To do>
a - In the forum thread about the best high school running back, what height and weight does the first post give for Jon Stewart?
b - List every username that posts in the forum thread about the best high school running back, counting each name once.
c - Write the next part of the forum thread about the best high school running back, starting after its last sentence.

== Text

# COMPETITIVE BODYBUILDING - POWERLIFTING - ATHLETICS & SPORTS > COLLEGIATE & PROFESSIONAL SPORTS >  Best High School Rb in the nation

## goodtobeapimp

Jon Stewart.... This guy is big as hell...5'10 225 and breaking records left and right..Wonder who hes going to go to? http://www.theolympian.com/home/news...s/145835.shtml


Notice hes 17...Definitly an overgrown 17 year old..

----------


## AustrianOAK14

big dude

----------


## RoNNy THe BuLL

I hate him. Bastard...

Naaah, I'm just jealous. ****in' freaaaaaaak!

----------


## R.Gotti

teenroids w  :EEK!:  he is huge for 17

----------


## Aboot

> teenroids w  he is huge for 17



No slam on you, personally, but I wish everyone stopped accusing everyone who had some success as an athlete as a 'roid freak.

Again, no slam.

----------


## R.Gotti

> No slam on you, personally, but I wish everyone stopped accusing everyone who had some success as an athlete as a 'roid freak.
> 
> Again, no slam.


As far athlete using roids thats fine, but for a 17 year old  :Don't know:  I think we all know better.  :Big Grin:

----------


## Aboot

> As far athlete using roids thats fine, but for a 17 year old  I think we all know better.



No, I'm not saying it is good for him to be using 'roids, I'm saying don't accuse him of it period, since there is no evidence other than he is better than the norm.

----------


## goodtobeapimp

I went to school with a guy that was 6'1 210 and was ripped to the bone. He's starting at a certain ncaa college as a tailback now.. I know for a fact he never took anything. He didnt know apples from oranges. Had no clue what protein was. He just ate a lot and lifted and ran. All men are not created equal. Not suggesting anyone is natural or unnatural,but I know a lot of people that tend to use steroids as their excuse for everything.

----------


## Aboot

> I went to school with a guy that was 6'1 210 and was ripped to the bone. He's starting at a certain ncaa college as a tailback now.. I know for a fact he never took anything. He didnt know apples from oranges. Had no clue what protein was. He just ate a lot and lifted and ran. All men are not created equal. Not suggesting anyone is natural or unnatural,but I know a lot of people that tend to use steroids as their excuse for everything.


Exactly.

----------


## AustrianOAK14

> I went to school with a guy that was 6'1 210 and was ripped to the bone. He's starting at a certain ncaa college as a tailback now.. I know for a fact he never took anything. He didnt know apples from oranges. Had no clue what protein was. He just ate a lot and lifted and ran. All men are not created equal. Not suggesting anyone is natural or unnatural,but I know a lot of people that tend to use steroids as their excuse for everything.


im sure the guy was lying like most steroid users, also if he doesnt know what protein is then he shouldnt of got his hs diploma, but ive known guys like your bud bro

----------


## Rhino58

Best Rb in the nation is Chane Moline. 6'2" 230 junior leads the #3 team in the nation. This guy is legit, word on the street is he may do independant study and end up playing for Miami. No one plays ball like Cali, **** texas.

----------


## ProPayne7

how the hell can you say best HS running back in the nation. there are millions of of them

----------


## Jdawg50

No matter what you say, he is a big ass boy... Besides I do gear, and almost everyone on the board does too.

----------


## Rhino58

> how the hell can you say best HS running back in the nation. there are millions of of them


Well you take a look at stats, team, league, state.

====
== Extracted entries

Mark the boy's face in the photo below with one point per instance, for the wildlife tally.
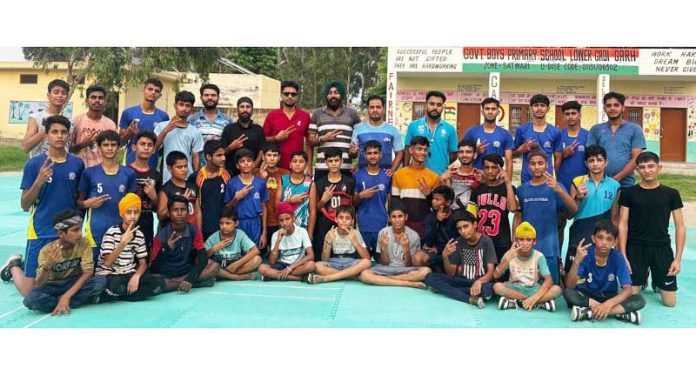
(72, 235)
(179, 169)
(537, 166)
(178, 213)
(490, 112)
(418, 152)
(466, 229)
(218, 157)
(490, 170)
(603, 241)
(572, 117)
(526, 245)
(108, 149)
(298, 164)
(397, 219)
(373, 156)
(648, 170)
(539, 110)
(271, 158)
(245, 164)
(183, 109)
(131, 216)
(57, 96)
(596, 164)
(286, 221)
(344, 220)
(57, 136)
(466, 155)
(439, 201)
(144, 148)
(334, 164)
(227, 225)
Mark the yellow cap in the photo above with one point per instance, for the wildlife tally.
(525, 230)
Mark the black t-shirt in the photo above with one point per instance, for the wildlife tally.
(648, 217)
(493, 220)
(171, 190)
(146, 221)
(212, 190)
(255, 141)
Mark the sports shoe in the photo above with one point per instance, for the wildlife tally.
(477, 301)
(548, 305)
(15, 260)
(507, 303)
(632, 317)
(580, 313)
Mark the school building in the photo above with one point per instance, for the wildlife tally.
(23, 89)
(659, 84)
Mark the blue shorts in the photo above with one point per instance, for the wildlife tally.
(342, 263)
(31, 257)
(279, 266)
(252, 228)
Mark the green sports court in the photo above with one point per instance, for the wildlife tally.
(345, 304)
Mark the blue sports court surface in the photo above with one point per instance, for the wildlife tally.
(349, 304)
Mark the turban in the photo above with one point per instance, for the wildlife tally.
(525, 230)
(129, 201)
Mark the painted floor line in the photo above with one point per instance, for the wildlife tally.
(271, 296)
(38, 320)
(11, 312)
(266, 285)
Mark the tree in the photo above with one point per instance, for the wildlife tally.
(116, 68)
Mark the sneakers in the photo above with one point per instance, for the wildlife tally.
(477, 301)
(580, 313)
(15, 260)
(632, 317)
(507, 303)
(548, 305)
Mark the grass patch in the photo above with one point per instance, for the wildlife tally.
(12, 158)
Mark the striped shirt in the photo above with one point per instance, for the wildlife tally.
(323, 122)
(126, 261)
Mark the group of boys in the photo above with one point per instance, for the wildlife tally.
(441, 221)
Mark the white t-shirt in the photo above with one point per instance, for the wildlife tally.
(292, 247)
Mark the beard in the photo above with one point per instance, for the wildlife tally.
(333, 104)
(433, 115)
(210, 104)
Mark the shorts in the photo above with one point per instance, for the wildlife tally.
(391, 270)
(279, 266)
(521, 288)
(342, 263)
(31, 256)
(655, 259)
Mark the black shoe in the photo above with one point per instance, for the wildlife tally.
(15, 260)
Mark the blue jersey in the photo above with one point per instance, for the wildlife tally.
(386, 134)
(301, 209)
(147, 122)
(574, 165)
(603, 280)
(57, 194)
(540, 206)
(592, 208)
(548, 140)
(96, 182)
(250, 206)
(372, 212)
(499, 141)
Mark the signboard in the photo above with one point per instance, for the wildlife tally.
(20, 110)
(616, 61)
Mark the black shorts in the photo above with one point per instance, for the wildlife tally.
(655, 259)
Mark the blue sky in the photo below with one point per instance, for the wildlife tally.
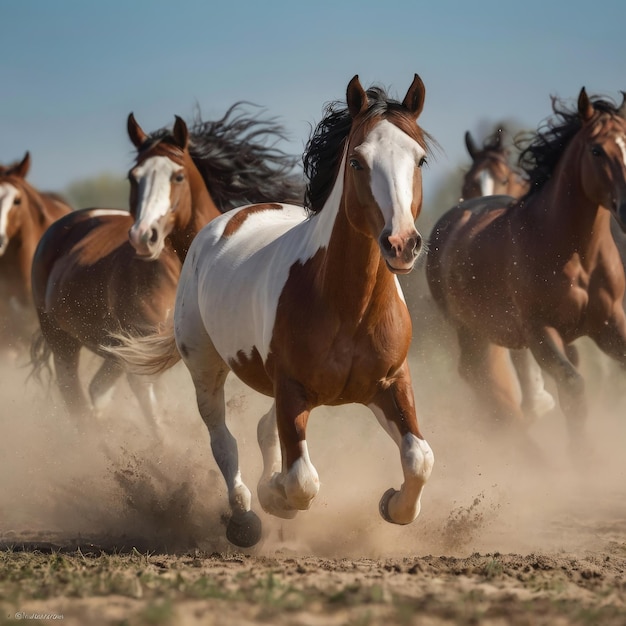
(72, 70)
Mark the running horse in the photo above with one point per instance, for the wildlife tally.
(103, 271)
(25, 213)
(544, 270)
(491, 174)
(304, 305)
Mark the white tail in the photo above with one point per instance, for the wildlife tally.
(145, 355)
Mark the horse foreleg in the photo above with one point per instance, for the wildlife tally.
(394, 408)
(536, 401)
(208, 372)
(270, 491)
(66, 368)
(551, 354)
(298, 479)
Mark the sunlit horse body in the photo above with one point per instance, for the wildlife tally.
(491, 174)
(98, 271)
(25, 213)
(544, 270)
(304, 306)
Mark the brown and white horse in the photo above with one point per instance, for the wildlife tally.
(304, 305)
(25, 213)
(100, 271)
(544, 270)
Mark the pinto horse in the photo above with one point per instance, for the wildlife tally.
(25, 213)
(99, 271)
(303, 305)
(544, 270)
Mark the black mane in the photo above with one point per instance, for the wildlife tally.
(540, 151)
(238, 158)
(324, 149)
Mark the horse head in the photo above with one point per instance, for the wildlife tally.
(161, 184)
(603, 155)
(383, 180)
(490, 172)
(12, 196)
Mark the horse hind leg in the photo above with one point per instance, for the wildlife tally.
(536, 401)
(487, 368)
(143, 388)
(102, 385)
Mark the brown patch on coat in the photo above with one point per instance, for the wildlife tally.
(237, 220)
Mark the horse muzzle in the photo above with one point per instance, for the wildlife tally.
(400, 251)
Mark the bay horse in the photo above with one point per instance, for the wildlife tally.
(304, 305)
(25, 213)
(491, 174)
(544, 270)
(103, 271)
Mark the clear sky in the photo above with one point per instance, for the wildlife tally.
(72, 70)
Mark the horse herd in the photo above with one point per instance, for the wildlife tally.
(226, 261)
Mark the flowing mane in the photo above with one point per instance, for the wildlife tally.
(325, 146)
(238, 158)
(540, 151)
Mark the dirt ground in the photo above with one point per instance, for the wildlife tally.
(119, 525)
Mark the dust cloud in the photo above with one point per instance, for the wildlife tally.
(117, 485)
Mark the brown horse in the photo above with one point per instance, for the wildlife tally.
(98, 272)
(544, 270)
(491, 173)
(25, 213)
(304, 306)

====

Answers per task>
a - 5'10 and 225.

b - goodtobeapimp, AustrianOAK14, RoNNy THe BuLL, R.Gotti, Aboot, Rhino58, ProPayne7, Jdawg50

c -
----------


## Hometown Hero

Thats one big son of a bitch for 17/yrs old. Especially considering I have a 16/yr old brother that plays football in the room next to mine, really helps put into perspective how big this mother****er is.

----------


## TestTubeBaby

im a frosh college sprinter..and i was considered a "freak." i was never huge for a whip back/slot receiver, but i was 5'8 175lbs and ran a legit 4.3e 40. i just could always run/jump etc. ive seen alota HS/college dudes on roids...but this dude takes the cake. he's THAT big, and supposedly pretty fast..from what ive read..he just looks like he's on something..and this is coming from someone who has never taken anything.

----------


## Rhino58

> im a frosh college sprinter..and i was considered a "freak." i was never huge for a whip back/slot receiver, but i was 5'8 175lbs and ran a legit 4.3e 40. i just could always run/jump etc. ive seen alota HS/college dudes on roids.


  :Flame:

----------


## TestTubeBaby

pfffttt

----------


## AustrianOAK14

****

----------


## goodtobeapimp

> Best Rb in the nation is Chane Moline. 6'2" 230 junior leads the #3 team in the nation. This guy is legit, word on the street is he may do independant study and end up playing for Miami. No one plays ball like Cali, **** texas.


He's the number one running back in the nation according to Rivals,insiders,and lemming........That's a hat trick..

----------


## CarvedFromStone

dudes a monster, my bro was a big highschool wrestler that took roids (against my advice) and was no where near the size of that dude

----------


## fritz2435

Look guys, more high school football players take roids than you would expect.... I know someone who was recruited by Michigan who was caught taking roids, and all they made him do was "stop taking them". Basically, if you take roids and don't get caught, you could win yourself a scholarship. If you DO get caught, you get a slap on the wrist, and you still win yourself a scholarship....

----------


## Superhuman

yeah, it sucks for the guys who don't take them because they don't know about the extent of its use. I know plenty of great high school FB players who would do much better if they took roids, and since they don't they aren't big enough. On the other hand, there are a bunch of guys who do take them but wouldn't be that good if they were smaller. So I guess you could say that it levels the playing field a little, but if the really good natural athletes decide to take roids, then they would blow the others away.

----------


## Rhino58

Cheaters

----------


## powerlifter

he's f%^$*&^ huge and ripped ! Either a freak of nature or chemically enhanced either way good for him - he's got a chance for a 1st class education. Provided he takes it.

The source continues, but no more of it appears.